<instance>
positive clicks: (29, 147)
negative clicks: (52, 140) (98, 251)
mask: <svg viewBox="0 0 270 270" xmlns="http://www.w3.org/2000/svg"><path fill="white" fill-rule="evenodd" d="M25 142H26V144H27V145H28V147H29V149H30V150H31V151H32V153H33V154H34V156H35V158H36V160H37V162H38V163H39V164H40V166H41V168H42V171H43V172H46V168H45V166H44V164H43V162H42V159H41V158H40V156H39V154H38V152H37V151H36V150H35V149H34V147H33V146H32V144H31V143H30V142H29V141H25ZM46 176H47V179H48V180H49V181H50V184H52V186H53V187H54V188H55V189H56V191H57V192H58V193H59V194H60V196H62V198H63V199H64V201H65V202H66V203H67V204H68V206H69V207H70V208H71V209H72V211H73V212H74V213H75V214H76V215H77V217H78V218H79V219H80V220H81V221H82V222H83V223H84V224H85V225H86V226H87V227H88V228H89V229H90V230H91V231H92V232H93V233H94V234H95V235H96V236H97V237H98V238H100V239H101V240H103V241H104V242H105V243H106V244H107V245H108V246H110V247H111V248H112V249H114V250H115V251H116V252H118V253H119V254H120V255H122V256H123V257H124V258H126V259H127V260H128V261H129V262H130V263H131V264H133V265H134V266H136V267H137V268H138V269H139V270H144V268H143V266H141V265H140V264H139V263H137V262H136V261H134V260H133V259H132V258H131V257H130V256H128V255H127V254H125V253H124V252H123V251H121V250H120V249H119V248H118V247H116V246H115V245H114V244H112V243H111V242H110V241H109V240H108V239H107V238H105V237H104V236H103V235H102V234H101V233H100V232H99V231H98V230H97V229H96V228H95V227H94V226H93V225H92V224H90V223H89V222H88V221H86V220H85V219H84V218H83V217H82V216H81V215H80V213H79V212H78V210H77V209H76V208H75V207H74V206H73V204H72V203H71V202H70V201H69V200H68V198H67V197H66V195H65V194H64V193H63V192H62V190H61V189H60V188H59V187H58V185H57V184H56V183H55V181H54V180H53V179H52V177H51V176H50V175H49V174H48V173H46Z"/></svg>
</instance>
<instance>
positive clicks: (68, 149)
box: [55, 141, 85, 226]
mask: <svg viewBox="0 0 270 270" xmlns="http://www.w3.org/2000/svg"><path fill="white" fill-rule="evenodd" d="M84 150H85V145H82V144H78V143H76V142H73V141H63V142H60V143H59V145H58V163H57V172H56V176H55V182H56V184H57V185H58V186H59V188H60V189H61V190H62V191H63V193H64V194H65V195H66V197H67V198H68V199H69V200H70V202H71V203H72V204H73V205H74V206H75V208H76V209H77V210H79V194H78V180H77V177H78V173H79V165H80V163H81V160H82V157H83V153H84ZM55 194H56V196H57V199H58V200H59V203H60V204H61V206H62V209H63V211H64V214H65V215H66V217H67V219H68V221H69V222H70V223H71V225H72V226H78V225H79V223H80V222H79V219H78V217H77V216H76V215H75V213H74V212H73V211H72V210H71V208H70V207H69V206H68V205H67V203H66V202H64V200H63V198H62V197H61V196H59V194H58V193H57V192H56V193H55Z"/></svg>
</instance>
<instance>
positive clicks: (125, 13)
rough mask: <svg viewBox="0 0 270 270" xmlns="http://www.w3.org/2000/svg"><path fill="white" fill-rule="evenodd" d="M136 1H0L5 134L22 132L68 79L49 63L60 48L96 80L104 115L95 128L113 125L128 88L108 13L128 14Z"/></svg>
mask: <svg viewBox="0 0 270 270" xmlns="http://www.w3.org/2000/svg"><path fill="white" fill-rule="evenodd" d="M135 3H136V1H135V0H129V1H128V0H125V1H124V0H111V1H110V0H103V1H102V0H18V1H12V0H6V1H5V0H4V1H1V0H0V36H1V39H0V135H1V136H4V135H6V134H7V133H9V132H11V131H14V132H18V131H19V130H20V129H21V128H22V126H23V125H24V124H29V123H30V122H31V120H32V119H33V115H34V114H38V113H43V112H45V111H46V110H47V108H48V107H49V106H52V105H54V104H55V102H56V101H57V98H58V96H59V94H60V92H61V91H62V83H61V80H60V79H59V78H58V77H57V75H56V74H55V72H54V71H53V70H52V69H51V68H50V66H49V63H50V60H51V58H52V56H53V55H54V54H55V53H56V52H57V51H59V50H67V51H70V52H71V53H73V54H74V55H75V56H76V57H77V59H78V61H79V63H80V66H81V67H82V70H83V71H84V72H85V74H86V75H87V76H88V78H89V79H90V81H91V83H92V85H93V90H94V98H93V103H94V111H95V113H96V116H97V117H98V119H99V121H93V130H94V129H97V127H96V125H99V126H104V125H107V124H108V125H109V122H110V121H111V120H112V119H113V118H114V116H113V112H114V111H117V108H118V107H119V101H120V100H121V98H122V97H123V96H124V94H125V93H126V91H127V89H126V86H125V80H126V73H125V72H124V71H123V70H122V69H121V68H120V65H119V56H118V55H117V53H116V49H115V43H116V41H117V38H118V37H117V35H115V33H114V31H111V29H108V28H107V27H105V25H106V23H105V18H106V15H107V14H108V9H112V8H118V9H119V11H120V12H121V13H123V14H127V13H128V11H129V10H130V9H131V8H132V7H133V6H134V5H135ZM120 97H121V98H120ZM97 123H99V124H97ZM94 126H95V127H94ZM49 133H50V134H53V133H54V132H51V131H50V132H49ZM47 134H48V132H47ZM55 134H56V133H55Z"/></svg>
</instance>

--- --- ---

YOUR TASK: Reproduce the listing above character for character, from its first line through its last.

EXERCISE ANSWER:
<instance>
positive clicks: (29, 147)
negative clicks: (52, 140) (98, 251)
mask: <svg viewBox="0 0 270 270" xmlns="http://www.w3.org/2000/svg"><path fill="white" fill-rule="evenodd" d="M25 142H26V144H27V145H28V147H29V149H30V150H31V151H32V153H33V154H34V156H35V158H36V160H37V162H38V163H39V164H40V166H41V168H42V171H43V172H46V168H45V166H44V164H43V162H42V159H41V158H40V156H39V154H38V152H37V151H36V150H35V149H34V147H33V146H32V144H31V143H30V142H29V141H25ZM46 176H47V179H48V180H49V181H50V184H52V186H53V187H54V188H55V189H56V191H57V192H58V193H59V194H60V196H62V198H63V199H64V201H65V202H66V203H67V204H68V206H69V207H70V208H71V209H72V211H73V212H74V213H75V214H76V215H77V217H78V218H79V219H80V220H81V221H82V222H83V223H84V224H85V225H86V226H87V227H88V228H89V229H90V230H91V231H92V232H93V233H94V234H95V235H96V236H97V237H98V238H100V239H101V240H103V241H104V242H105V243H106V244H107V245H108V246H110V247H111V248H112V249H114V250H115V251H116V252H118V253H119V254H120V255H122V256H123V257H124V258H126V259H127V260H128V261H129V262H130V263H131V264H133V265H134V266H136V267H137V268H138V269H139V270H144V268H143V266H141V265H140V264H139V263H137V262H136V261H134V260H133V259H132V258H131V257H130V256H128V255H127V254H125V253H124V252H123V251H121V250H120V249H119V248H118V247H116V246H115V245H114V244H112V243H111V242H110V241H109V240H108V239H107V238H105V237H104V236H103V235H102V234H101V233H100V232H99V231H98V230H97V229H96V228H95V227H94V226H93V225H92V224H90V223H89V222H88V221H86V220H85V219H84V218H83V217H82V216H81V215H80V213H79V212H78V210H77V209H76V208H75V207H74V206H73V204H72V203H71V202H70V201H69V200H68V198H67V197H66V195H65V194H64V193H63V192H62V190H61V189H60V188H59V187H58V185H57V184H56V183H55V181H54V180H53V179H52V177H51V176H50V175H49V174H48V173H46Z"/></svg>
</instance>
<instance>
positive clicks: (68, 149)
box: [55, 141, 85, 226]
mask: <svg viewBox="0 0 270 270" xmlns="http://www.w3.org/2000/svg"><path fill="white" fill-rule="evenodd" d="M84 150H85V145H82V144H78V143H76V142H73V141H63V142H60V143H59V145H58V163H57V172H56V176H55V182H56V184H57V185H58V186H59V188H60V189H61V190H62V191H63V193H64V194H65V195H66V197H67V198H68V199H69V200H70V202H71V203H72V204H73V205H74V206H75V208H76V209H77V210H79V194H78V180H77V177H78V173H79V165H80V163H81V160H82V157H83V153H84ZM55 194H56V196H57V199H58V200H59V203H60V204H61V206H62V209H63V211H64V214H65V215H66V217H67V219H68V221H69V222H70V223H71V225H72V226H78V225H79V223H80V222H79V219H78V217H77V216H76V215H75V213H74V212H73V211H72V210H71V208H70V207H69V206H68V205H67V203H66V202H64V200H63V198H62V197H61V196H59V194H58V193H57V192H56V193H55Z"/></svg>
</instance>
<instance>
positive clicks: (125, 13)
rough mask: <svg viewBox="0 0 270 270" xmlns="http://www.w3.org/2000/svg"><path fill="white" fill-rule="evenodd" d="M136 1H0L5 134L22 132L68 79L49 63L60 48L96 80L104 115L95 128L113 125L128 88L108 13L128 14Z"/></svg>
mask: <svg viewBox="0 0 270 270" xmlns="http://www.w3.org/2000/svg"><path fill="white" fill-rule="evenodd" d="M135 3H136V1H135V0H129V1H128V0H125V1H124V0H111V1H110V0H103V1H102V0H18V1H12V0H6V1H5V0H4V1H1V0H0V36H1V39H0V135H1V136H4V135H6V134H7V133H9V132H11V131H14V132H18V131H19V130H20V129H21V128H22V126H23V125H24V124H29V123H30V122H31V120H32V119H33V115H34V114H38V113H43V112H45V111H46V110H47V108H48V107H49V106H52V105H54V104H55V102H56V101H57V98H58V96H59V94H60V92H61V91H62V83H61V80H60V79H59V78H58V77H57V75H56V74H55V72H54V71H53V70H52V69H51V68H50V66H49V63H50V60H51V58H52V56H53V55H54V54H55V53H56V52H57V51H59V50H67V51H70V52H71V53H73V54H74V55H75V56H76V57H77V59H78V61H79V63H80V66H81V67H82V70H83V71H84V72H85V74H86V75H87V76H88V78H89V79H90V81H91V83H92V85H93V90H94V98H93V103H94V111H95V113H96V116H97V117H98V119H99V121H93V130H94V129H97V127H96V125H99V126H104V125H107V124H108V125H109V122H110V121H111V120H112V119H113V118H114V116H113V112H114V111H117V108H118V107H119V101H120V100H121V98H122V97H123V96H124V94H125V93H126V91H127V89H126V86H125V80H126V73H125V72H124V71H123V70H122V69H121V68H120V65H119V56H118V55H117V53H116V49H115V43H116V41H117V38H118V37H117V35H115V33H114V31H111V29H108V28H107V27H105V25H106V23H105V18H106V15H107V14H108V9H112V8H118V9H119V11H120V12H121V13H123V14H127V13H128V11H129V10H130V9H131V8H132V7H133V6H134V5H135ZM120 97H121V98H120ZM97 123H99V124H97ZM94 126H95V127H94ZM49 133H50V134H53V133H54V132H51V131H50V132H49ZM47 134H48V132H47ZM55 134H56V133H55Z"/></svg>
</instance>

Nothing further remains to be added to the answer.